Problem to solve: Whenever a line in this data holds the word "yellow", report that line in full.

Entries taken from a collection
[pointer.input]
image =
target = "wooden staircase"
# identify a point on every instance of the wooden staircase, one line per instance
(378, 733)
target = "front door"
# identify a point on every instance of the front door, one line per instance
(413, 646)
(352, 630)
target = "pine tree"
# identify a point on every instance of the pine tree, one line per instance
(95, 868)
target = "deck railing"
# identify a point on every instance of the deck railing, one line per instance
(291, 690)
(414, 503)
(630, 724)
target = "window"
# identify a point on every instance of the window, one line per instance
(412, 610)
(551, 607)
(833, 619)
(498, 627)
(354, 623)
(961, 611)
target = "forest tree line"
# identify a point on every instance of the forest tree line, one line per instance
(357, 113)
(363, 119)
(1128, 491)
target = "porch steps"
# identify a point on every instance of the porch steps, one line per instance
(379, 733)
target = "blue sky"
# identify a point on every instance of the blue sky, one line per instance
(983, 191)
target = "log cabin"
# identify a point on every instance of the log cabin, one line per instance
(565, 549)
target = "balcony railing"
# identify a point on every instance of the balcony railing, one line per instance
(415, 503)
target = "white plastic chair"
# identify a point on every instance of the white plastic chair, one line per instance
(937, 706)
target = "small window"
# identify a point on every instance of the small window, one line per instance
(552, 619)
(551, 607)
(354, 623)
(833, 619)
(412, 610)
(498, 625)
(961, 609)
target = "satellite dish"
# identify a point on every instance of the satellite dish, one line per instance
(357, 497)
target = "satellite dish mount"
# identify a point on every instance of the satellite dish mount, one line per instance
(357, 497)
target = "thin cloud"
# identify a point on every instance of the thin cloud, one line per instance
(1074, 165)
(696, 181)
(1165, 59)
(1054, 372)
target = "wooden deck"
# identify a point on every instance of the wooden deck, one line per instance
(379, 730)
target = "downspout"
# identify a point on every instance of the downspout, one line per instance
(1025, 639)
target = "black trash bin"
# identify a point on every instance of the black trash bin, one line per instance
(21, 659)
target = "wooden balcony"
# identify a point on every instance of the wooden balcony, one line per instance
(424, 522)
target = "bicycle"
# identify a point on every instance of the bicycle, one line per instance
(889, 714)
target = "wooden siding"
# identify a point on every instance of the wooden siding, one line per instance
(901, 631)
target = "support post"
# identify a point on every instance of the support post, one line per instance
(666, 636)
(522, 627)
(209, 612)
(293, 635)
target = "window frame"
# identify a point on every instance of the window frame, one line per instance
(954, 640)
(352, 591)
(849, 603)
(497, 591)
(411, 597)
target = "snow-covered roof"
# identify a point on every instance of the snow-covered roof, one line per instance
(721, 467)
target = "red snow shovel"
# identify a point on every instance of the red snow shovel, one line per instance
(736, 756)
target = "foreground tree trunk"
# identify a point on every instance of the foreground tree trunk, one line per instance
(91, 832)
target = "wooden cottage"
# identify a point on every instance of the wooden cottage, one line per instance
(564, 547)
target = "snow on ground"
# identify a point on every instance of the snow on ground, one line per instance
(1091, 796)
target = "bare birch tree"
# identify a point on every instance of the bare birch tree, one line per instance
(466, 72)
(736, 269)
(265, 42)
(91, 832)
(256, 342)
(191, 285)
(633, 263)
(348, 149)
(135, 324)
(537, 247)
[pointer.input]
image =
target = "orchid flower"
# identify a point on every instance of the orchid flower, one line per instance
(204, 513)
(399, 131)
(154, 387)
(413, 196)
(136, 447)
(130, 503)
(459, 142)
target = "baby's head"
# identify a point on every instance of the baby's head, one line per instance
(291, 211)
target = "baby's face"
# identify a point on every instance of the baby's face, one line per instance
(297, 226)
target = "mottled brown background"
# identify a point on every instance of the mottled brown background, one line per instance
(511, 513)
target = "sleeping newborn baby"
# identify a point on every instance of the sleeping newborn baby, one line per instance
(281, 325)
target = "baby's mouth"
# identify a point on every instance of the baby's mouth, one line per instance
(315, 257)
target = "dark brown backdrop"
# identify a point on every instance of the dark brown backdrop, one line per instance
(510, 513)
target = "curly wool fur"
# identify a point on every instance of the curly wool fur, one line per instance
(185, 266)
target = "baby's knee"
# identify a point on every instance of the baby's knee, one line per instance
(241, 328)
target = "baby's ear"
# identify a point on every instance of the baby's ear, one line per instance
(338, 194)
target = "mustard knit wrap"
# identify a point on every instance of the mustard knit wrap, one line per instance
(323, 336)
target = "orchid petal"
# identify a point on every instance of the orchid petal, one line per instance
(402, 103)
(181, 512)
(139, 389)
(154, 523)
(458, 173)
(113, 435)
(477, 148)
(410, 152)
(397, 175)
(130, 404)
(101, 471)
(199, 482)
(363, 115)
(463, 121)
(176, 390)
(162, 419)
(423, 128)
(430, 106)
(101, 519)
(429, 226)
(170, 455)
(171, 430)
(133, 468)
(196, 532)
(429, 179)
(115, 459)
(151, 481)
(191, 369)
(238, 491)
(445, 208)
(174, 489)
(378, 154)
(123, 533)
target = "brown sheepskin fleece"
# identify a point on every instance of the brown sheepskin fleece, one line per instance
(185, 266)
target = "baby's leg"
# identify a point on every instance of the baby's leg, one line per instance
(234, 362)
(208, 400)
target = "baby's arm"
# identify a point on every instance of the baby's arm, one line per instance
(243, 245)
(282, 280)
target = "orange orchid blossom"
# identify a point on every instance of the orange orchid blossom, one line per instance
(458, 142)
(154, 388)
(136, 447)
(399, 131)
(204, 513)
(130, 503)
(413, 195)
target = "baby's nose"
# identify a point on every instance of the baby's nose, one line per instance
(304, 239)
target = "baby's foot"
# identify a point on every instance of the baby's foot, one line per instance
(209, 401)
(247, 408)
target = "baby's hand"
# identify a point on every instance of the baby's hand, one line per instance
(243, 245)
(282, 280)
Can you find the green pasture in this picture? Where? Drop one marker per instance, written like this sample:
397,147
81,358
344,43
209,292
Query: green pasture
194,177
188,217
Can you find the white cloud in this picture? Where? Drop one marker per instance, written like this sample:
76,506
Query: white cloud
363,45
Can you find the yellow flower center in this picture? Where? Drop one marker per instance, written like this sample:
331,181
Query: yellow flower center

Task solution:
Can you find the yellow flower center in this picture? Where? Drop one marker per instance, written like this sample:
Query: yellow flower center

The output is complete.